Texto selecionado:
= = = = = = =

Cada uma dessas representações da Virgem, no entanto, apresenta detalhes distintos, que os sevilhanos conhecem muito bem. Eles sabem que para um visitante não é fácil percebê-los à primeira vista. Só depois de ter visto com atenção diversas imagens da Virgem é que um visitante poderá começar a distingui-las.
Um elemento muito importante que muda sempre é o manto, a enorme estola de tecidos nobres, na maior parte das vezes inteiramente bordada que, partindo do vulto da Virgem, se estende até a base de madeira do andor.
Um dossel sustentado por mastros encima o mistério, como se fosse um teto colocado para a proteção da imagem. Muitos desses dosséis são verdadeiras obras-primas da ourivesaria e do bordado.

= = = = = = =

Entradas fornecidas:
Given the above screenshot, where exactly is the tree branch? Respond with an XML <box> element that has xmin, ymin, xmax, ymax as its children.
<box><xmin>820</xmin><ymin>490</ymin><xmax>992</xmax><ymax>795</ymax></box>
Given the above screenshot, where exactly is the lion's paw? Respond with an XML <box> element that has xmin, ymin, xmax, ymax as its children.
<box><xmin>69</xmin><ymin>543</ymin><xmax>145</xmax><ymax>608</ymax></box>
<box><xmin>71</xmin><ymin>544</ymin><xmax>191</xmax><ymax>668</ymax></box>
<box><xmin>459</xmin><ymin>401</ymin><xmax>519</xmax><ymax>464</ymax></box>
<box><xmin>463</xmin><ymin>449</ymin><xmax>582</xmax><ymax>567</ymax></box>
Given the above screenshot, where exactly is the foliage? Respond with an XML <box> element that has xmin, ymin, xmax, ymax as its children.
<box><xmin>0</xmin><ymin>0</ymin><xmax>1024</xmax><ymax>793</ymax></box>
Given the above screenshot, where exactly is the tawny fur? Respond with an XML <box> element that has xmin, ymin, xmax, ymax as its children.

= = = = = = =

Problemas a resolver:
a) Responda com base no texto sobre as representações da Virgem:
(i) Quem conhece muito bem os detalhes distintos de cada representação da Virgem?
(ii) Até onde se estende o manto?
(iii) Muitos dosséis são obras-primas de quais artes?
b) Extraia do texto sobre as representações da Virgem, sem nenhuma alteração, o trecho que se abre com as palavras "Um elemento muito" e se fecha com "madeira do andor.".
c) Dê continuidade ao texto sobre as representações da Virgem, a partir do ponto em que ele termina.
O material não tem nenhum papel nesta atividade.

Em resposta:
a)
(i) Os sevilhanos.
(ii) Até a base de madeira do andor.
(iii) Da ourivesaria e do bordado.

b)
Um elemento muito importante que muda sempre é o manto, a enorme estola de tecidos nobres, na maior parte das vezes inteiramente bordada que, partindo do vulto da Virgem, se estende até a base de madeira do andor.

c)
Existem também os “varales”, os doze suportes verticais que sustentam o pálio, eles também finamente decorados e deixados um tanto livres e soltos, de modo que o movimento característico dos portadores seja transmitido a toda a estrutura. Graças a isso, quando a procissão passa, tem-se a impressão que todo o andor e as próprias imagens sobre ele “dançam” ao ritmo das músicas.
Por último, um dos fatores distintivos mais importantes: observadas de perto, é fácil apreciar as diferenças existentes no rosto de cada uma das Virgens.
Nos dois vídeos abaixo, cenas das procissões da Semana Santa em Sevilha.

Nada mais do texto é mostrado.